§ **Text passage**
※ ※ ※
The previous approach of daisy-chaining animations one-by-one with TimingTrigger was quite useful for individual sequences of animations. And the new addBeginAnimation()/addEndAnimation() methods of Clip enhance this capability significantly. But it's still not what you want for larger systems with entire groups of animations that need to be coordinated. Instead, you want some way to create groups of animations that operate on a single timeline relative to each other and then schedule that group appropriately with other animations or other animation groups. This functionality makes it much easier to build up more complex and interdependent models of animations.

Timeline enables this capability by allowing you to schedule animations on a given Timeline relative to when the Timeline itself starts. So, for example, if you want to fire off animations a, b, and c 100, 200, and 300 ms after some even occurs, then you can schedule these animations on a single Timeline and start the Timeline when that event occurs:

            // Create the animation group
            Timeline timeline = new Timeline();
            timeline.schedule(a, 100);
            timeline.schedule(b, 200);
            timeline.schedule(c, 300);
            
            // Later, when the event occurs
            timeline.start();

"Two Hearts Beat as One"

One of the biggest recurring constraints that I ran up against with the TimingFramework was the fact that each Animator started its own Swing Timer by default. You could change this behavior, with the late-addition class TimingSource, but it wasn't a convenient way to get what you really wanted: a single timer for the whole system. You could also get a single-timer kind of behavior by adding multiple TimingTargets to a single Animator, but this approach only works easily in situations where you want similar timing and behavior characteristics from all of these targets; for example, animations of different durations or interpolation are difficult to synchronize in this way.

What the system really needed was a single timing source that sent a heartbeat pulse to all animations. Each animation could then turn that pulse into an appropriate timing fraction, just as Animator does with its internal Swing Timer events. But there are a couple of excellent reasons why the single-pulse-generator model is superior to the multiple-Swing-Timer approach:

• Synchronized animations: If you have several animations in the system that are affecting the GUI, or are otherwise related in some way, you probably want them all to receive their timing events at the same time instead of at slightly different times because their internal Timers are kicking off at different intervals. Coordinating rendering changes in the single GUI display is a Good Thing; each element animating separately from everything else around it could contribute to a more chaotic user experience.
※ ※ ※
§ **Requirements**
• 1. From the Timeline passage, copy the part that opens with the words containing "One of the biggest" and closes with "in this way.".
• 2. Write out every line of the records again, requests included. Multiply each point coordinate in the answers by 0.7 and round to a whole number, with halves rounded up. Leave the pictures out.
The Timeline passage and the records have no connection to each other.
※ ※ ※
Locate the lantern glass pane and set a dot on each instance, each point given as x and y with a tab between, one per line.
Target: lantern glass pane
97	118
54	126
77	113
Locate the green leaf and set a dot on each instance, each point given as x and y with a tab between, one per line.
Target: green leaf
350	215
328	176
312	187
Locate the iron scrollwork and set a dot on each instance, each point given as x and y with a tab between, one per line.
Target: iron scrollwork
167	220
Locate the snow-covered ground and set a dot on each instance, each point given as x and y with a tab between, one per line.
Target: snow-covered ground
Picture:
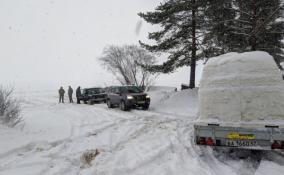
※ ※ ※
§ **Results of the exercise**
• 1.
One of the biggest recurring constraints that I ran up against with the TimingFramework was the fact that each Animator started its own Swing Timer by default. You could change this behavior, with the late-addition class TimingSource, but it wasn't a convenient way to get what you really wanted: a single timer for the whole system. You could also get a single-timer kind of behavior by adding multiple TimingTargets to a single Animator, but this approach only works easily in situations where you want similar timing and behavior characteristics from all of these targets; for example, animations of different durations or interpolation are difficult to synchronize in this way.

• 2.
Locate the lantern glass pane and set a dot on each instance, each point given as x and y with a tab between, one per line.
Target: lantern glass pane
68	83
38	88
54	79
Locate the green leaf and set a dot on each instance, each point given as x and y with a tab between, one per line.
Target: green leaf
245	151
230	123
218	131
Locate the iron scrollwork and set a dot on each instance, each point given as x and y with a tab between, one per line.
Target: iron scrollwork
117	154
Locate the snow-covered ground and set a dot on each instance, each point given as x and y with a tab between, one per line.
Target: snow-covered ground
Picture:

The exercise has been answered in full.